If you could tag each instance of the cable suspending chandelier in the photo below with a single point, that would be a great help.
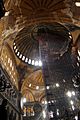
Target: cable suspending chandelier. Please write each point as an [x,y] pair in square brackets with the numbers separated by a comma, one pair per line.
[26,44]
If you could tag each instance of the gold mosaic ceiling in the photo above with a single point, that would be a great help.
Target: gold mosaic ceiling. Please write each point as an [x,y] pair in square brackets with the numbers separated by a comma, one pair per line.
[32,11]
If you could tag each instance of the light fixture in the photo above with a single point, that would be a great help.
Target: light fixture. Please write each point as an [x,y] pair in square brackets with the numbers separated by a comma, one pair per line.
[44,114]
[2,9]
[7,13]
[71,102]
[77,4]
[47,87]
[37,87]
[30,85]
[20,56]
[23,58]
[79,52]
[57,84]
[26,60]
[40,63]
[24,100]
[33,62]
[36,63]
[29,61]
[73,93]
[69,94]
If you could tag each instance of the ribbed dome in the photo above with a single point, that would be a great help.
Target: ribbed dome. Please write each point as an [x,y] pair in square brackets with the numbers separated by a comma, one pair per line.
[26,44]
[33,80]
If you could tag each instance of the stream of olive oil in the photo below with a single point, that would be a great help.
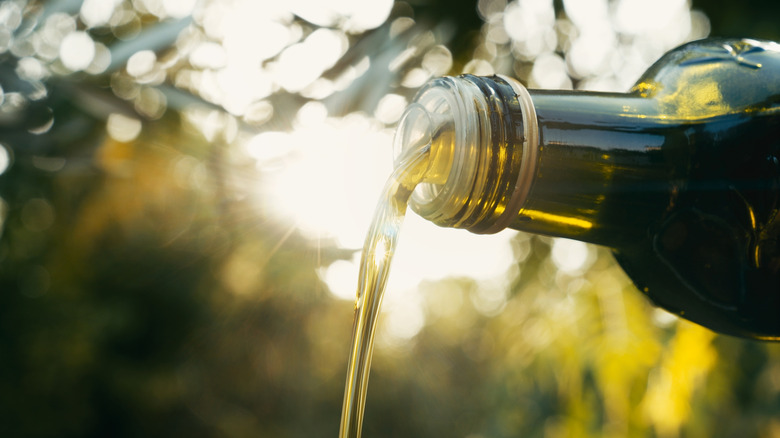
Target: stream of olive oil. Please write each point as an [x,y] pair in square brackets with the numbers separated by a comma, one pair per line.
[378,251]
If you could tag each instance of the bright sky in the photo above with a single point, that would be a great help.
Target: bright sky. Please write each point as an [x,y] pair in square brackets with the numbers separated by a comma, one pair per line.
[324,175]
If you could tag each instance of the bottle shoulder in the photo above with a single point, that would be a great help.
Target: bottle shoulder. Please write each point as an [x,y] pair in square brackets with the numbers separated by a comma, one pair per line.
[714,77]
★ ★ ★
:: THE PROBLEM ::
Copy out each line of the data where the string "above" appears.

:: SOLUTION TO THIS TASK ::
If you could tag each instance of the gold mosaic ceiling in the photo above with a single point, that would be a great help.
If you could tag each instance of the light fixture in the photo above with a single point, that would be a great help.
If you could tag each instance of the ribbed dome in the photo above with a single point, that would be a great help.
If you could tag each instance of the bright sky in the photo above with a single point, that would be a great help.
If you could tag each instance of the bottle shoulder in the photo above with a single point, that would be a great help.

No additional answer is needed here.